-------- PASSAGE TO READ --------
Create a declaration file for an Airflow DAG to declare a Spark workflow. In this example, a file named demo.py is created.

from airflow.models import DAG
from airflow.providers.apache.spark.operators.spark_sql import SparkSqlOperator
from airflow.providers.apache.spark.operators.spark_submit import SparkSubmitOperator
from airflow.utils.dates import days_ago
args = {
    'owner': 'Aliyun ADB Spark',
}
with DAG(
    dag_id='example_spark_operator',
    default_args=args,
    schedule_interval=None,
    start_date=days_ago(2),
    tags=['example'],
) as dag:
    adb_spark_conf = {
        "spark.driver.resourceSpec": "medium",
        "spark.executor.resourceSpec": "medium"
    }
    # [START howto_operator_spark_submit]
    submit_job = SparkSubmitOperator(
        conf=adb_spark_conf,
        application="oss://<bucket_name>/jar/pi.py",
        task_id="submit_job",
        verbose=True
    )
    # [END howto_operator_spark_submit]
    # [START howto_operator_spark_sql]
    sql_job = SparkSqlOperator(
        conn_id="spark_default",
        sql="SELECT * FROM yourdb.yourtable",
        conf=",".join([k + "=" + v for k, v in adb_spark_conf.items()]),
        task_id="sql_job",
        verbose=True
    )
-------- LISTED ENTRIES --------
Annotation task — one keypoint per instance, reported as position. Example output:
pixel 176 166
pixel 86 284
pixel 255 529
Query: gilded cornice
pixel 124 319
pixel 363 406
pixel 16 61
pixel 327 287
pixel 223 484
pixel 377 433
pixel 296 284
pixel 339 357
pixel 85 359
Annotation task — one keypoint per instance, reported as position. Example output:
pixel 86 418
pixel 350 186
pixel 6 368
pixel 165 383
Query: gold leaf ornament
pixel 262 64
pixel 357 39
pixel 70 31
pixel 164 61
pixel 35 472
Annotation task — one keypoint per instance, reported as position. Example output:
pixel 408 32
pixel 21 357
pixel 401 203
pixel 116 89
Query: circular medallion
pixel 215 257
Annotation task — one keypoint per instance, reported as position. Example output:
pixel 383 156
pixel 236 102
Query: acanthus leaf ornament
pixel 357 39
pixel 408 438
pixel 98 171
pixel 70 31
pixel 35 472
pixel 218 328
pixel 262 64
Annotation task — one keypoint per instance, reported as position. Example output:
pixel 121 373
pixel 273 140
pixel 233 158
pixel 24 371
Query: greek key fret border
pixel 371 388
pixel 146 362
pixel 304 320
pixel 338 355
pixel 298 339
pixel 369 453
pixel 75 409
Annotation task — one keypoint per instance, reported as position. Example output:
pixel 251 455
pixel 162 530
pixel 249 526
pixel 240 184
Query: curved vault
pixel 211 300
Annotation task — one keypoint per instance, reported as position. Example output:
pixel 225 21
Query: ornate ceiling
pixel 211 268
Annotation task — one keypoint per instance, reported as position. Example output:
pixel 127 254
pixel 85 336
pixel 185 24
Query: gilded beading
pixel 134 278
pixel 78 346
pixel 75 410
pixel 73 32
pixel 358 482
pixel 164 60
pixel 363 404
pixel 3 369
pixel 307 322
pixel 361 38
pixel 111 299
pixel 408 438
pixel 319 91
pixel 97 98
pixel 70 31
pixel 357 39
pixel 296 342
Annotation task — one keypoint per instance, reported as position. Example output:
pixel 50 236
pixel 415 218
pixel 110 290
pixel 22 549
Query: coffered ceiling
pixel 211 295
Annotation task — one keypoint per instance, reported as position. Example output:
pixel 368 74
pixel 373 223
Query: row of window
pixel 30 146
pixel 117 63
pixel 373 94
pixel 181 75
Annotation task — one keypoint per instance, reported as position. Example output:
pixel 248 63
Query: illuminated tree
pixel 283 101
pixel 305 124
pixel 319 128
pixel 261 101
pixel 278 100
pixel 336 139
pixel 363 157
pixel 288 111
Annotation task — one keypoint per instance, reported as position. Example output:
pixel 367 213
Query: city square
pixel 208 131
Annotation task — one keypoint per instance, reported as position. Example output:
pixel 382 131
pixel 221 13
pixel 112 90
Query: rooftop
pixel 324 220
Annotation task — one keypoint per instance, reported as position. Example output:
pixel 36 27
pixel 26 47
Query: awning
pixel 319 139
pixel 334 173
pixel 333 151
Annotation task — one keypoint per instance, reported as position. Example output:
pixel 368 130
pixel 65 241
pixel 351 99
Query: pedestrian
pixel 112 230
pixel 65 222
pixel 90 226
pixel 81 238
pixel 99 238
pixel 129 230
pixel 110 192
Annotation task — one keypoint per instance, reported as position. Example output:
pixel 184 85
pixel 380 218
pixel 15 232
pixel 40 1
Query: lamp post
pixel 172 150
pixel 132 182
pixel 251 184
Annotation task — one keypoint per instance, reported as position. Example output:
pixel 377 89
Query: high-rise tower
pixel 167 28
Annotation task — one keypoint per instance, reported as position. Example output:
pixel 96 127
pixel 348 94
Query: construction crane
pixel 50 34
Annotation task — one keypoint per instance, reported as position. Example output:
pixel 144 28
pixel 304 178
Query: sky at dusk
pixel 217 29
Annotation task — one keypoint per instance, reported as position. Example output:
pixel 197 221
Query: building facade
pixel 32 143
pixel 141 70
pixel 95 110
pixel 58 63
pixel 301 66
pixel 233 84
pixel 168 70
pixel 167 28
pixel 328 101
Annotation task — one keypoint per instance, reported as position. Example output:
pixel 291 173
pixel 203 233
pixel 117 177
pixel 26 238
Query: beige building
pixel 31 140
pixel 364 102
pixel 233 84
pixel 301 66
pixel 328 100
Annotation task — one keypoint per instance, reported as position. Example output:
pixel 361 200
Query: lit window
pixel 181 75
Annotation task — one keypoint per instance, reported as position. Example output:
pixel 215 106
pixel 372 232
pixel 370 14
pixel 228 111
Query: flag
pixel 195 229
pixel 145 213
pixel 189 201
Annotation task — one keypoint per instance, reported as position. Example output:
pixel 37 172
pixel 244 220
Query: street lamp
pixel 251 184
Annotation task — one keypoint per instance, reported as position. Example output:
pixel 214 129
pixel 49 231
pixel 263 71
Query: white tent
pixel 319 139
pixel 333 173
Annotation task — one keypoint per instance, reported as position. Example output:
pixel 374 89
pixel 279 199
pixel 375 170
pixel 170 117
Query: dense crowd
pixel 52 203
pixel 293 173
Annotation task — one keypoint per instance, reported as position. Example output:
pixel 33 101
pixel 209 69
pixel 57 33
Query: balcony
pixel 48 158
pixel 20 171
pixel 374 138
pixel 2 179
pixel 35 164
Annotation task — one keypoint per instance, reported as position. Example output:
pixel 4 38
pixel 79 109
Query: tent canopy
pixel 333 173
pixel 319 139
--------
## GIVEN TASK 1
In the Airflow DAG example, what is the name of the file that gets created?
## GIVEN TASK 2
Name every keyword argument passed to DAG in the Airflow DAG example.

## COMPLETE RESPONSE 1
demo.py

## COMPLETE RESPONSE 2
dag_id, default_args, schedule_interval, start_date, tags